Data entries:
□ □ □ □ □

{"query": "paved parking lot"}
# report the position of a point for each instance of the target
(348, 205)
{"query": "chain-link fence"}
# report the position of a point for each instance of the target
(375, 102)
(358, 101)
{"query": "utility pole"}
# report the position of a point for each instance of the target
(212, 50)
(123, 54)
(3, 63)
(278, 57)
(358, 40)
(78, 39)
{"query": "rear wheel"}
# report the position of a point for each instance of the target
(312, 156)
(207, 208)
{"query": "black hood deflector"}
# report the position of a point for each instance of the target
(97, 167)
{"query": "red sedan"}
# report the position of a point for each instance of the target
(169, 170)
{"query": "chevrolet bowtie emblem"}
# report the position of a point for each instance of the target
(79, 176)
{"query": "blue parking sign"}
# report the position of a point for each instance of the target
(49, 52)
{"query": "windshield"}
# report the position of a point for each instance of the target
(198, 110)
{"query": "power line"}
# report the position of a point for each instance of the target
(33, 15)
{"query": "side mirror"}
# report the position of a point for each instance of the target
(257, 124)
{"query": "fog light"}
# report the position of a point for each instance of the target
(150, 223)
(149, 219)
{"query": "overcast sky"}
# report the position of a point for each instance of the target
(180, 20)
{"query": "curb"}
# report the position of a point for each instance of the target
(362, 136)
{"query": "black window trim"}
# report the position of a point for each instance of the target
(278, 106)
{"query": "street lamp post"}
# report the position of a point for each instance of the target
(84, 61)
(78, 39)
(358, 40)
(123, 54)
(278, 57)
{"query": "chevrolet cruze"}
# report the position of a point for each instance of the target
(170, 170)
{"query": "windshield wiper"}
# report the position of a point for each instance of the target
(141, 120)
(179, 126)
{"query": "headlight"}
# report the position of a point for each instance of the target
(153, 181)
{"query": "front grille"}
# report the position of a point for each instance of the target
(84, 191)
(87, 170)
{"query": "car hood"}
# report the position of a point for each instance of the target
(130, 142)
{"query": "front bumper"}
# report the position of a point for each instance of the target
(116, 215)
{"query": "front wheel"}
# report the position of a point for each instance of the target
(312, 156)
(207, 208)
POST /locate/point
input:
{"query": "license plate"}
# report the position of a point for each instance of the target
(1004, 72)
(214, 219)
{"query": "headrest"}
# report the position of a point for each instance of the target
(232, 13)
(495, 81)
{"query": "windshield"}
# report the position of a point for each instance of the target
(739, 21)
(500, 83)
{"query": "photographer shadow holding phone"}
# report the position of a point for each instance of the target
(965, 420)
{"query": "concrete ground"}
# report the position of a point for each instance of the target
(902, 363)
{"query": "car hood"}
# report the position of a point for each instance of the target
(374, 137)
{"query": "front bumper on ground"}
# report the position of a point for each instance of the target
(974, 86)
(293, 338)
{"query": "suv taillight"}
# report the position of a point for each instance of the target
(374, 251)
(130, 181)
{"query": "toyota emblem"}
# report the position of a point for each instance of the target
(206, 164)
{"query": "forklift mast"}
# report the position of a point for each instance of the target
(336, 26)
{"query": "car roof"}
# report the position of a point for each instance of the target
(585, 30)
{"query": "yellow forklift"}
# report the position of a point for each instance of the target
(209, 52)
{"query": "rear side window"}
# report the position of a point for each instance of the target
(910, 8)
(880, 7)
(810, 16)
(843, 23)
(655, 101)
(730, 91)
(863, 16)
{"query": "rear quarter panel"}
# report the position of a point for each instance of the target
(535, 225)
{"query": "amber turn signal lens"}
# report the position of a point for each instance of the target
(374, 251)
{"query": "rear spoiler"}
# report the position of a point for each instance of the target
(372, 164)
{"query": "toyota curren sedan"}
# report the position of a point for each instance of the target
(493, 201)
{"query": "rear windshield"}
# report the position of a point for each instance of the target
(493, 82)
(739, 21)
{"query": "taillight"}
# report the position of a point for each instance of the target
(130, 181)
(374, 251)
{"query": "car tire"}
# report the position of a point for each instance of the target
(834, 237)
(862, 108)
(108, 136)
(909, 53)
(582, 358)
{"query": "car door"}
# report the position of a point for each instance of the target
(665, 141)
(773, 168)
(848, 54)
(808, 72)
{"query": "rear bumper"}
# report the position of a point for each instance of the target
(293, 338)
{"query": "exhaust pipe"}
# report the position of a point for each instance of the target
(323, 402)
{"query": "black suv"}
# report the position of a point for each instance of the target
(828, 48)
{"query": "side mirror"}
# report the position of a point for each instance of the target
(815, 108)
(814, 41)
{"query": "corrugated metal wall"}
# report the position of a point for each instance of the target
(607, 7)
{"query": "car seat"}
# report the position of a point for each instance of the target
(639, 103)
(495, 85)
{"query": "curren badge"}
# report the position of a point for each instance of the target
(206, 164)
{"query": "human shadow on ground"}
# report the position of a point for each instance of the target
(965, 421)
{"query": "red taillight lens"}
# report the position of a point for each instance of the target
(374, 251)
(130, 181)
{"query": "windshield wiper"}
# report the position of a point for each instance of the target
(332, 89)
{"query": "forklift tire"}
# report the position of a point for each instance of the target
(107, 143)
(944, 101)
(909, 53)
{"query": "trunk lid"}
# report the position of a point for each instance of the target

□ □ □ □ □

Recopy the entries above exactly, with every line included.

{"query": "paved parking lot"}
# report the position of a point for each instance of the target
(348, 205)
{"query": "chain-link fence"}
# report the position of a point for each instance of the target
(375, 102)
(358, 101)
{"query": "utility pole"}
# report the position of a point for each instance of the target
(212, 50)
(123, 54)
(3, 63)
(278, 57)
(358, 40)
(78, 39)
{"query": "rear wheel"}
# report the position of a point for each instance of the target
(312, 156)
(207, 208)
{"query": "black hood deflector"}
# report the position of a point for each instance of the target
(97, 167)
{"query": "red sedan"}
# report the position of a point for each instance of the target
(169, 170)
{"query": "chevrolet bowtie emblem"}
# report the position of a point for each instance of the target
(79, 176)
{"query": "blue parking sign"}
# report the position of a point for each instance of the target
(49, 52)
{"query": "windshield"}
# report the position of a point for each instance of the target
(198, 110)
{"query": "power line"}
# report the position of a point for each instance of the target
(33, 15)
{"query": "side mirror"}
# report the position of a point for each instance of the target
(257, 124)
{"query": "fog light"}
# report the position of a point for each instance of the target
(150, 223)
(149, 219)
{"query": "overcast sky"}
# report the position of a point for each instance of the target
(180, 20)
{"query": "curb"}
# report the position of a point for each instance of the target
(362, 136)
{"query": "black window trim"}
# report the position of a point for each instance of the target
(278, 106)
{"query": "street lamp post"}
# report the position of a point for each instance of the target
(84, 61)
(78, 39)
(358, 40)
(123, 54)
(278, 57)
{"query": "chevrolet cruze"}
# report the position of a point for each instance of the target
(170, 170)
{"query": "windshield wiper"}
# report the position of a point for each instance of the target
(141, 120)
(179, 126)
{"query": "headlight"}
# report the position of a point for each instance of the target
(153, 181)
{"query": "front grille"}
# report the position of a point for each instance of the target
(84, 191)
(87, 170)
{"query": "car hood"}
# report the position of a point for each instance of the target
(130, 142)
{"query": "front bumper"}
# report the position of a point for each instance of the target
(116, 215)
{"query": "front wheel"}
# report the position of a point for each instance of the target
(312, 156)
(207, 208)
POST /locate/point
input:
{"query": "license plate"}
# report the position of a point for each instance of the target
(1004, 72)
(214, 219)
{"query": "headrest"}
# report the position of a point for each instance of the target
(232, 13)
(495, 81)
{"query": "windshield"}
# report the position of a point for each instance of the target
(739, 21)
(500, 83)
{"query": "photographer shadow holding phone"}
# report the position of a point for each instance of the target
(965, 420)
{"query": "concrete ground"}
# report the position of a point for each instance of the target
(902, 363)
{"query": "car hood"}
# report the position of a point for each instance of the target
(374, 137)
{"query": "front bumper on ground"}
# report the position of a point for each instance of the target
(974, 86)
(293, 338)
{"query": "suv taillight"}
# report the position of a point for each instance of the target
(374, 251)
(130, 181)
{"query": "toyota emblem"}
# report the position of a point for each instance of the target
(206, 164)
{"query": "forklift mast"}
# report the position of a point for each instance of the target
(336, 26)
{"query": "car roof"}
# report the position of a point for each instance of the target
(585, 30)
{"query": "yellow forklift"}
# report the position of a point for each instance of the target
(209, 52)
{"query": "rear side window"}
# report the position of a point for each instance of the target
(910, 8)
(880, 7)
(810, 16)
(843, 23)
(655, 101)
(730, 91)
(863, 16)
{"query": "rear quarter panel"}
# report the position of a point for each instance of the target
(535, 225)
{"query": "amber turn signal lens"}
# report the position of a point for each instance of the target
(374, 251)
{"query": "rear spoiler"}
# report the position of a point for each instance of the target
(372, 164)
{"query": "toyota curren sedan"}
# report the position of a point for each instance of the target
(493, 201)
{"query": "rear windshield"}
# report the position of a point for each instance of the target
(493, 82)
(739, 21)
{"query": "taillight"}
# report the position of a point for each instance of the target
(130, 181)
(374, 251)
{"query": "car tire"}
# report the position of a point for each instance of the target
(834, 237)
(862, 108)
(108, 136)
(909, 53)
(582, 358)
{"query": "car door"}
# report the position of a point for each instance of the target
(665, 141)
(773, 168)
(848, 54)
(808, 72)
{"query": "rear bumper"}
# report the position of a point for each instance of the target
(293, 338)
{"query": "exhaust pipe"}
# report the position of a point for each instance of the target
(323, 402)
{"query": "black suv"}
# report the position of a point for each instance of the target
(828, 48)
{"query": "side mirror"}
# report the position of a point for each instance of the target
(815, 108)
(814, 41)
{"query": "corrugated metal wall"}
# report the position of a point for each instance of the target
(607, 7)
{"query": "car seat"}
# report the position of a point for each instance of the target
(639, 103)
(495, 85)
{"query": "curren badge"}
# report the position of a point for each instance of the target
(206, 164)
{"query": "human shadow on ground"}
# report the position of a point for each instance of the target
(965, 421)
{"query": "red taillight lens"}
# report the position of a point for each instance of the target
(374, 251)
(130, 181)
{"query": "windshield wiper"}
# report the position of a point for each instance of the target
(332, 89)
{"query": "forklift tire"}
# report the position of a point for each instance of the target
(107, 143)
(944, 101)
(909, 53)
{"query": "trunk lid"}
# report the position of a point for each instance of the target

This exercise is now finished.